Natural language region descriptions

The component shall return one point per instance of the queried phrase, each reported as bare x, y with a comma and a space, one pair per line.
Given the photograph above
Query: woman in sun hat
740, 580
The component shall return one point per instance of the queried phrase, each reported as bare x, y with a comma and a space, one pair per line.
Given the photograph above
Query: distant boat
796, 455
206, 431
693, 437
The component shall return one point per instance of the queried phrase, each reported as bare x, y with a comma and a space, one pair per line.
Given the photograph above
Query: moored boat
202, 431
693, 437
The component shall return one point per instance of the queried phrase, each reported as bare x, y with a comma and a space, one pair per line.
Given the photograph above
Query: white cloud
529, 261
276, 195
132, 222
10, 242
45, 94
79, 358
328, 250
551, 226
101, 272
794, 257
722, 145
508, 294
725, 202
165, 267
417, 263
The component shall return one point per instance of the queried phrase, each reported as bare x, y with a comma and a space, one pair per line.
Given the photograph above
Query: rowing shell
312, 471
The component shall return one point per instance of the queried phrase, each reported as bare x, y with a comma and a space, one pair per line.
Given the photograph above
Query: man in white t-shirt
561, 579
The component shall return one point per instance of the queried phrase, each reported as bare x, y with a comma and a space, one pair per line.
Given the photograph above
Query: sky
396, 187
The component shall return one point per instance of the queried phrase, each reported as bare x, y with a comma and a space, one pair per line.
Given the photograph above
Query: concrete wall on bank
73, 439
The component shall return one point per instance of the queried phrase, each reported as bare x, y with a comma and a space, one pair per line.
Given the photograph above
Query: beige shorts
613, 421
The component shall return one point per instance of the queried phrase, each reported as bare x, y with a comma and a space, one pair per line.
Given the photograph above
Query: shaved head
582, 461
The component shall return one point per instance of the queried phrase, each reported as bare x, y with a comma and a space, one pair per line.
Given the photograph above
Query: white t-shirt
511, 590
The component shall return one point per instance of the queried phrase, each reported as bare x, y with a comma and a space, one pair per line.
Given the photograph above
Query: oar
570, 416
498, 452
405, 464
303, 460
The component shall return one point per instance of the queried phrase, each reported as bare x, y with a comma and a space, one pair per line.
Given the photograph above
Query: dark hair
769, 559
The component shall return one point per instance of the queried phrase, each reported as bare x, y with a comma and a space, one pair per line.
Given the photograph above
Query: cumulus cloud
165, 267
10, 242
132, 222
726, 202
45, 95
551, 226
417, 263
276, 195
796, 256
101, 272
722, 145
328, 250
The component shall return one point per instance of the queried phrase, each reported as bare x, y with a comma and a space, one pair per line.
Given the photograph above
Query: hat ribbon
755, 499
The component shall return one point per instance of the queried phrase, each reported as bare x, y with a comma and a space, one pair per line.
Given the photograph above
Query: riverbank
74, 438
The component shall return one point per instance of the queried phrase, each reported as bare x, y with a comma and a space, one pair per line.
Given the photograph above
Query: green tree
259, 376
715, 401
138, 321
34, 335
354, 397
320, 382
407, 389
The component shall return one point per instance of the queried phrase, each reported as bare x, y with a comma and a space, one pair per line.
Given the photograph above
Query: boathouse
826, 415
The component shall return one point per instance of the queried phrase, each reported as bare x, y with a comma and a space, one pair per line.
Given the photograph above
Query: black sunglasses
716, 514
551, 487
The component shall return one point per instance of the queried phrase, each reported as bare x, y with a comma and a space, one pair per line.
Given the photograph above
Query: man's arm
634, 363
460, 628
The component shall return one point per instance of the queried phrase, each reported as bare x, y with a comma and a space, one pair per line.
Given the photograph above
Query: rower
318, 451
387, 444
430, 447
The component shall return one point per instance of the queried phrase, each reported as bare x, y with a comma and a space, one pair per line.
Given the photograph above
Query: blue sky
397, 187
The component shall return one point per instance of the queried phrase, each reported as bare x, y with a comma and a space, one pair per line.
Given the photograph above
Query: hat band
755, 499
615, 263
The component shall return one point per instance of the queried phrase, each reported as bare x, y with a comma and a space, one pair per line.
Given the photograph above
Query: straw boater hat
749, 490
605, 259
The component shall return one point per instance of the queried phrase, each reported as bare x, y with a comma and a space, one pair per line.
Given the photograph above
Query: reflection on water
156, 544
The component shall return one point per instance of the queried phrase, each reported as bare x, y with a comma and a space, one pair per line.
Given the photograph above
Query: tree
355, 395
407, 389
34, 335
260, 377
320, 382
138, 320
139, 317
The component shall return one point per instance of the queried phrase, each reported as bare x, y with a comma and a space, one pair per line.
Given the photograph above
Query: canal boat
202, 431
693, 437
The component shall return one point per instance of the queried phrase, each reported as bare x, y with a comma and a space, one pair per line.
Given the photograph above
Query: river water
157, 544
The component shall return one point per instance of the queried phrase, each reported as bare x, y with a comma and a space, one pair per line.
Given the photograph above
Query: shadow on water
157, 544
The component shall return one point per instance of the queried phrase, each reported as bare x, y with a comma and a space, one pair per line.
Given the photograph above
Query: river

PROBLEM STATEMENT:
Retype each record in full, please.

EXERCISE SOLUTION:
The component shall return one point per instance of the queried phrase, each reported as bare x, y with a comma and a space, one pair per line.
Given the photograph above
Query: woman in sun hat
740, 580
The component shall return one point per instance of the queried phrase, each reported as bare x, y with a comma and a space, one pair per line.
Given the photograph above
Query: distant boat
796, 455
206, 431
693, 437
The component shall return one point per instance of the queried phrase, each reported as bare x, y with a comma and a space, one pair per line.
Given the photograph above
Query: moored boat
202, 431
693, 437
The component shall return one point per instance of the queried phrase, each reported as bare x, y with a comma and a space, one pair per line.
Given the photograph above
Query: white cloud
529, 261
276, 195
132, 222
10, 242
45, 94
79, 358
328, 250
551, 226
101, 272
794, 257
722, 145
508, 294
725, 202
165, 267
417, 263
The component shall return one point per instance of the queried phrase, each reported as bare x, y with a comma and a space, one pair per line.
Given the photograph above
Query: rowing shell
312, 471
The component shall return one point per instance of the queried phrase, each reported as bare x, y with a comma and a space, one pair per line.
Given the photograph above
Query: man in white t-shirt
561, 579
The component shall return one point per instance of the queried phrase, each reported as bare x, y with a comma and a space, one pair per line.
Given the photograph above
Query: sky
396, 187
The component shall return one point per instance of the queried phrase, each reported as bare x, y with a comma and a space, one pair per line.
Given the photograph above
Query: concrete wall on bank
73, 439
The component shall return one point per instance of the queried phrase, each reported as bare x, y with a comma and a space, one pair per line.
Given the photograph above
Query: beige shorts
613, 421
The component shall return one point per instance of the queried phrase, each reported as bare x, y with a comma and a space, one pair per line.
Given the photograph above
Query: shaved head
582, 461
The component shall return one point per instance of the queried phrase, each reported as bare x, y with a comma and a space, one pair per line.
Given the photograph above
Query: white t-shirt
511, 590
The component shall return one point per instance of the queried phrase, each reported as bare x, y with a comma and a space, one pair per line.
Given the photograph above
Query: oar
570, 416
498, 452
405, 464
303, 460
The component shall return one point per instance of the queried phrase, each reported as bare x, y with a comma and a space, one pair per line.
Given the photograph above
Query: dark hair
769, 559
The component shall return one point per instance of the queried phrase, each reported as bare x, y with a comma and a space, one pair per line.
Given the photograph above
Query: cumulus cloud
165, 267
10, 242
132, 222
726, 202
45, 95
551, 226
417, 263
276, 195
796, 256
101, 272
722, 145
328, 250
The component shall return one point per instance of the queried phrase, each reported as bare x, y with a comma and a space, one pair per line.
Given the photograph above
Query: hat ribbon
755, 499
The component shall return one point per instance of the queried phrase, each reported as bare x, y with a comma and a space, one pair per line.
Given the photograph above
Query: riverbank
74, 438
The component shall return one point per instance of the queried phrase, each reported as bare x, y with a comma and a space, one pair per line.
Given the photograph above
Query: green tree
259, 376
715, 401
138, 321
34, 335
354, 397
320, 382
407, 389
The component shall return one point per instance of the queried phrase, each reported as bare x, y with a comma and a space, one pair per line.
Given the photograph above
Query: boathouse
826, 415
The component shall return one point per instance of the queried phrase, each reported as bare x, y with a comma and a space, one pair per line.
Given the photograph above
Query: black sunglasses
716, 514
551, 487
The component shall return one point per instance of the queried phrase, each reported as bare x, y with a comma and a space, one pair per line.
Given the photograph above
Query: man's arm
634, 363
460, 628
The component shall return one point per instance of the queried phrase, each reported as bare x, y with a comma and a space, one pair per line.
Given the photograph above
Query: rower
318, 451
387, 444
430, 447
The component shall return one point per instance of the queried phrase, each reported as bare x, y with a comma and a space, one pair per line.
Given the photograph above
Query: blue sky
397, 187
The component shall return one point per instance of the queried phrase, each reported as bare x, y with a comma and a space, one pair per line.
Given the photograph above
Query: hat band
755, 499
615, 263
The component shall return one point per instance of the queried phrase, each reported as bare x, y with a comma and a space, one pair per line.
Given the photograph above
Query: straw boater hat
749, 490
605, 259
The component shall return one point per instance of the queried phrase, each reported as bare x, y with a comma and a space, one pair per line.
Given the photograph above
Query: reflection on water
156, 544
The component shall return one point per instance of the queried phrase, each reported as bare x, y with a comma and a space, one pair per line.
Given the photograph above
Query: tree
355, 395
407, 389
34, 335
260, 377
320, 382
138, 320
139, 317
The component shall return one point per instance of the queried phrase, each reported as bare x, y with a comma and a space, one pair per line.
Given the photograph above
Query: canal boat
202, 431
693, 437
The component shall return one point per instance of the queried phrase, each reported as bare x, y with a comma and a space, one pair per line.
Given the photograph above
Query: river water
157, 544
The component shall return one point per instance of the queried phrase, each reported as bare x, y with a comma and a space, one pair per line.
Given the photograph above
Query: shadow on water
157, 544
The component shall return one point per instance of the queried phrase, each reported as bare x, y with a comma and a space, one pair per line.
Given the photograph above
Query: river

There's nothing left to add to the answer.